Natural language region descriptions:
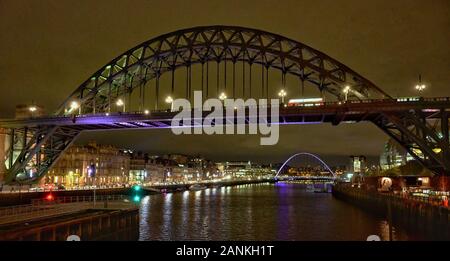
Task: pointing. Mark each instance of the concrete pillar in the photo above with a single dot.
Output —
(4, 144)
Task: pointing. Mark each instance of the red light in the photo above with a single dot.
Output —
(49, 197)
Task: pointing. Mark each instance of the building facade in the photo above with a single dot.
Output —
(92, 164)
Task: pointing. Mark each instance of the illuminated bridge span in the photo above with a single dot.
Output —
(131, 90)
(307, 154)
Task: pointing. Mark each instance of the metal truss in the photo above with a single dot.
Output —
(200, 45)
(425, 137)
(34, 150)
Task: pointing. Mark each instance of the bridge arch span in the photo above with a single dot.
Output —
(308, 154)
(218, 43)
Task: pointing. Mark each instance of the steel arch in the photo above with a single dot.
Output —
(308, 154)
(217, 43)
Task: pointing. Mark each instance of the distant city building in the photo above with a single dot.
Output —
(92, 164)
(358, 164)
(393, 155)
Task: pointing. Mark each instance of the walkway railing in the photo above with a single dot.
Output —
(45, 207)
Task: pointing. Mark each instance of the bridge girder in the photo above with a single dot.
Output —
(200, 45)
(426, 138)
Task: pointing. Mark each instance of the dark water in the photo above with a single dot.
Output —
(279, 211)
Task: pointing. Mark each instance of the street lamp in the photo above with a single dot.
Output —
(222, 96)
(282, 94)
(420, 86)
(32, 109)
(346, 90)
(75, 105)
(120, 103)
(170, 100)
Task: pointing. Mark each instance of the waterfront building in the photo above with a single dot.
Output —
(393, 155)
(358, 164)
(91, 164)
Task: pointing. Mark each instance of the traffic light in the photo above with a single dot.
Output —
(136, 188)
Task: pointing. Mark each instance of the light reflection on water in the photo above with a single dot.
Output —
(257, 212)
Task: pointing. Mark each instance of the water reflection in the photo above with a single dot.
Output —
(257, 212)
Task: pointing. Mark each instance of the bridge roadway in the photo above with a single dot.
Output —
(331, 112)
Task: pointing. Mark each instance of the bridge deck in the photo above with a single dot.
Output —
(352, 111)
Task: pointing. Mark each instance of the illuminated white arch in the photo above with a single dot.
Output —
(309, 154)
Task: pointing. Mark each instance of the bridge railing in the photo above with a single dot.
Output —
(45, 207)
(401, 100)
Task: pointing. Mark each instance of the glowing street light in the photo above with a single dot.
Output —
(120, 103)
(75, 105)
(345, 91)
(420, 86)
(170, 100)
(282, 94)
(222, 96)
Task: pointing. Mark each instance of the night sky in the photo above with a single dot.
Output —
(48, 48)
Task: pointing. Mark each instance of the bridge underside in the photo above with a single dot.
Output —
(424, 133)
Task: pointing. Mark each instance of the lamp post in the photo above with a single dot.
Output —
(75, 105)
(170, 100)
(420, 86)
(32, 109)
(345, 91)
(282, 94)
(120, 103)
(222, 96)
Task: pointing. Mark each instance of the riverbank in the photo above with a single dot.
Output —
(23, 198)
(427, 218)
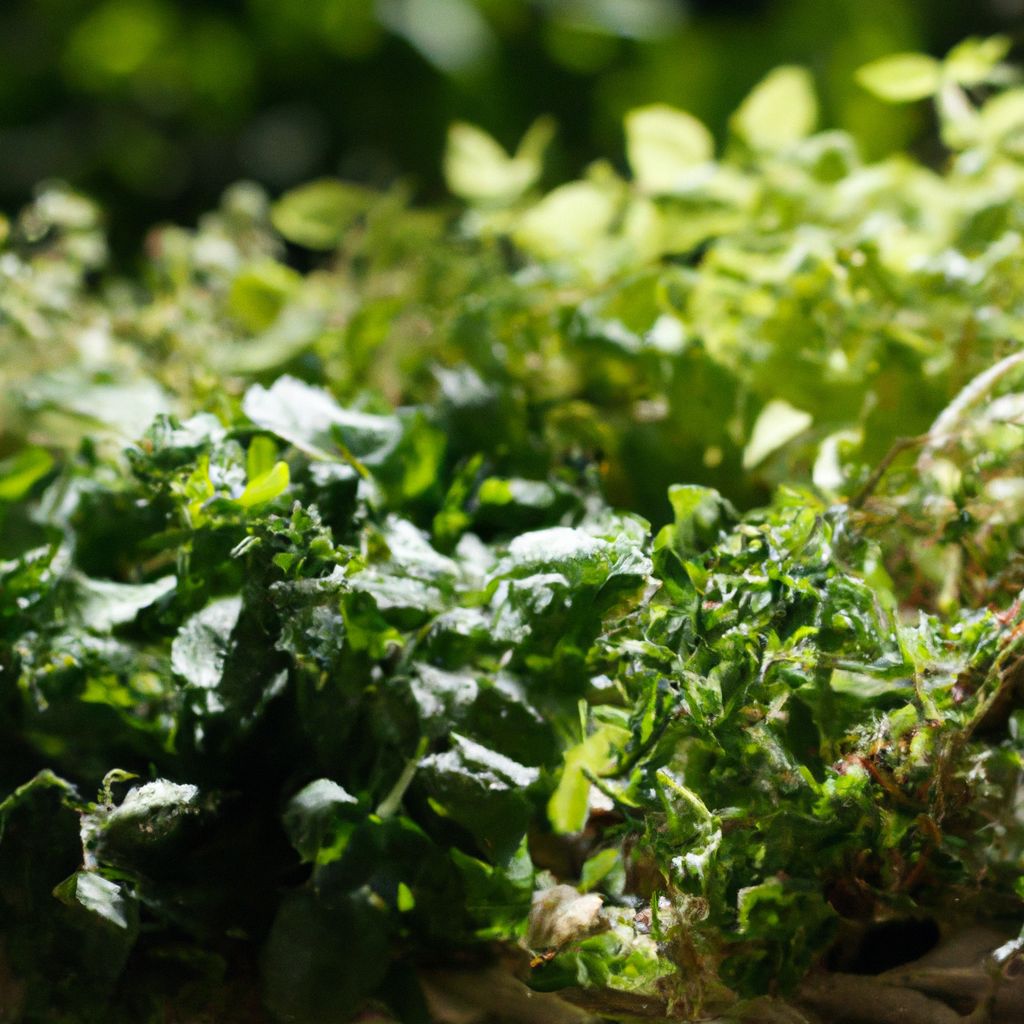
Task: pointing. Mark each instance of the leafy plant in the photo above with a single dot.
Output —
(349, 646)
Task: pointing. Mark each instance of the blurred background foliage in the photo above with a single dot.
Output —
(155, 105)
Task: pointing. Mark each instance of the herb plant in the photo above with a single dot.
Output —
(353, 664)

◆ About this exercise
Aside from the pictures, copy all of the entries exactly.

◆ Output for this task
Task: pointing. Mark each instance of the concrete pillar in the photo above with a single dot.
Output —
(4, 144)
Task: pointing. Mark each instance of the red light in the photo above with a single dot.
Output —
(49, 197)
Task: pointing. Mark each instance of the building facade in the photo above with a single dot.
Output —
(92, 164)
Task: pointing. Mark each instance of the illuminated bridge span in the photo above with a single dot.
Output —
(131, 90)
(307, 154)
Task: pointing. Mark each instance of the metal truss in the photo above with a single dot.
Output —
(200, 45)
(425, 137)
(34, 150)
Task: pointing. Mark each instance of the bridge arch span in the photo above with a single dot.
Output —
(308, 154)
(218, 43)
Task: pointing. Mark each instance of the steel arch in the photo above with a single dot.
Output —
(308, 154)
(217, 43)
Task: pointing. Mark each instance of the distant city building in the photo above with a single dot.
Output —
(92, 164)
(358, 164)
(393, 155)
Task: pointing. Mark each instance of the walkway railing in the photo above with a single dot.
Output —
(45, 207)
Task: pointing. Mark each instance of the bridge girder in the photo above with a single dot.
Output —
(200, 45)
(426, 138)
Task: pointing. Mark each instance of the dark water in the photo above with a single dot.
Output —
(279, 211)
Task: pointing. Mark each instance of the street lamp in the photo above with a single dot.
Output —
(222, 96)
(282, 94)
(420, 86)
(32, 109)
(346, 90)
(75, 105)
(120, 103)
(170, 100)
Task: pointing. Mark each instance of the waterfront building in the photo above with a single dot.
Output —
(393, 155)
(358, 164)
(91, 164)
Task: pointing. Mark each instance of the traffic light in the photo above with a single dot.
Output —
(136, 188)
Task: pointing. Mark each instance of the light reflection on water in the photo above with a single dot.
Output —
(257, 212)
Task: pointing. Mark each instance of the water reflection in the photo above with a single dot.
Output —
(257, 212)
Task: pointing. Mark each instance of the bridge roadway in the photo above with a single dot.
Output —
(331, 112)
Task: pointing. Mark each instance of the bridge deck in the photo above with a single dot.
Output —
(352, 111)
Task: pointing. Mark each instance of the illuminated white arch in the photo above with a single dot.
Output —
(309, 154)
Task: pointing. Mark each instance of the bridge railing in the photo above with a single dot.
Output —
(45, 207)
(401, 100)
Task: pointing. Mark each instance of the glowing street light in the photo above with a single dot.
Output —
(120, 103)
(75, 105)
(345, 91)
(420, 86)
(170, 100)
(282, 94)
(222, 96)
Task: pointing. Mark each instance of the night sky in the photo above with a single dot.
Output —
(48, 48)
Task: pointing. Mark each instance of the bridge underside in the photo above with a single dot.
Output —
(424, 133)
Task: pointing. Mark each instance of the lamp post in the photo above with a single dot.
Output —
(75, 105)
(170, 100)
(420, 86)
(32, 109)
(345, 91)
(282, 94)
(120, 103)
(222, 96)
Task: pointing. Mark each instance of the riverbank in the photo above with a single dot.
Output —
(23, 198)
(427, 218)
Task: pointing. Mark each instance of the leafy plant in the photo above with a single dot.
Output —
(349, 646)
Task: pointing. Mark each instance of the blurred background foliage in the photo above with a single dot.
Output —
(155, 105)
Task: pointing. Mark each instance of the herb plant in the photo above with a single dot.
Output —
(353, 664)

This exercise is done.